A EXAME, o cientista político Peter Hakim falou sobre democracia na América Latina e a preocupação com o futuro do regime no Brasil

Nicolás Maduro: na Venezuela, como no Brasil atual, prevaleceram posicionamentos políticos extremados (Contributor/Bloomberg/Getty Images)

Nicolás Maduro: na Venezuela, como no Brasil atual, prevaleceram posicionamentos políticos extremados (Contributor/Bloomberg/Getty Images)

Gabriela Ruic

Gabriela Ruic

Publicado em 26 de outubro de 2018 às 06h00.

Última atualização em 26 de outubro de 2018 às 11h06.

São Paulo – Assim como na Venezuela, o centro, alinhado à direita ou à esquerda, foi extirpado da política brasileira nas eleições 2018. A constatação é do cientista político americano Peter Hakim, um dos maiores especialistas em política externa da América Latina e fundador do prestigiado think tank, The Dialogue.

Por escrito, Hakim concedeu uma entrevista a EXAME nos dias seguintes ao resultado do primeiro turno da corrida eleitoral e deu o seu diagnóstico sobre o panorama político no Brasil e o estado da democracia na América Latina. “A democracia foi severamente maltratada em alguns países”, avaliou, “mas vejo eleições justas e competitivas na maior parte da região”.

## DADOS FORNECIDOS
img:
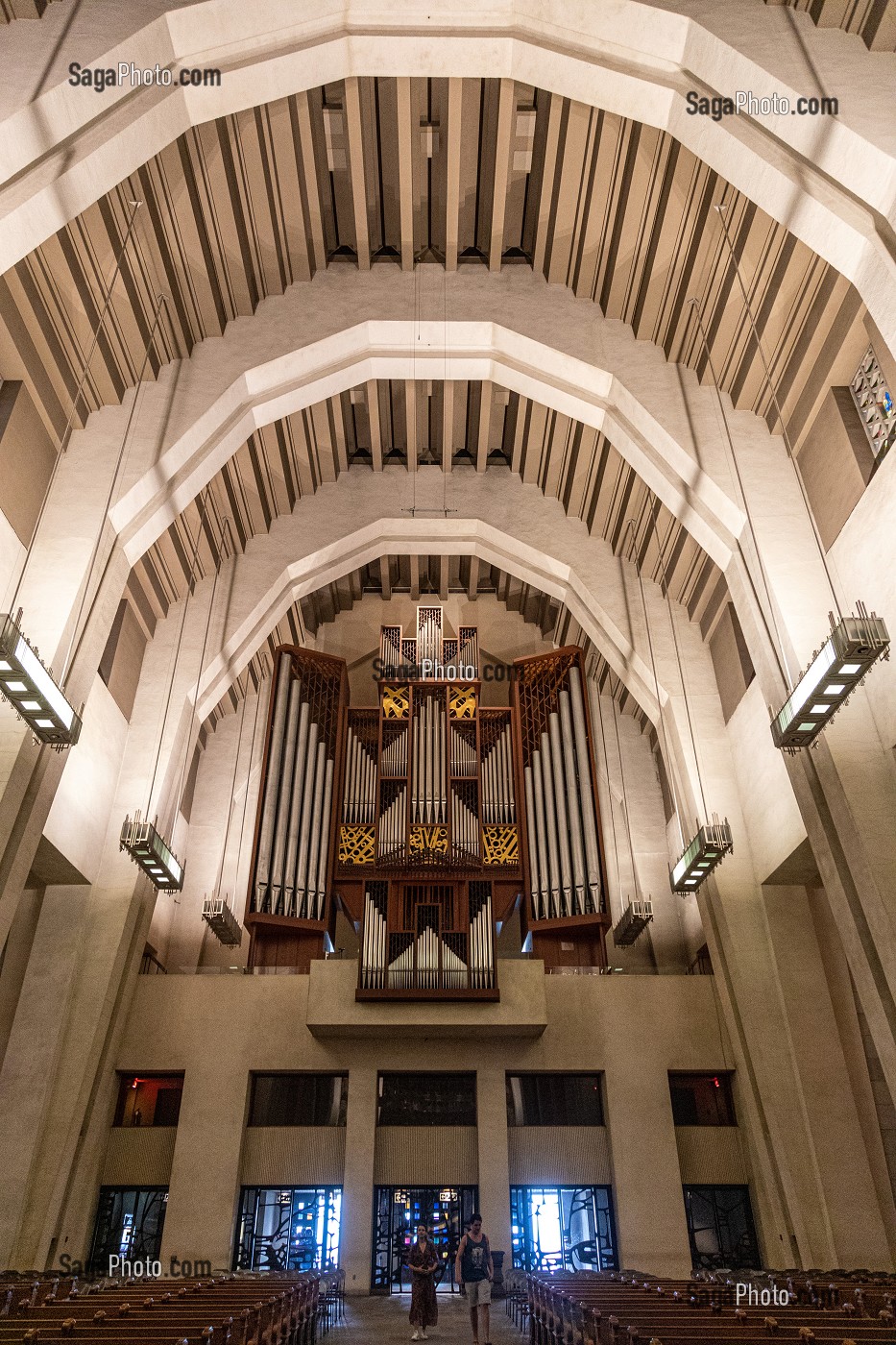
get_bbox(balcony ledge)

## ENUNCIADO DA TAREFA
De acordo com o trecho de origem, qual think tank foi fundado por Peter Hakim? As linhas fornecidas não são necessárias para responder.

## RESULTADO DA TAREFA
The Dialogue.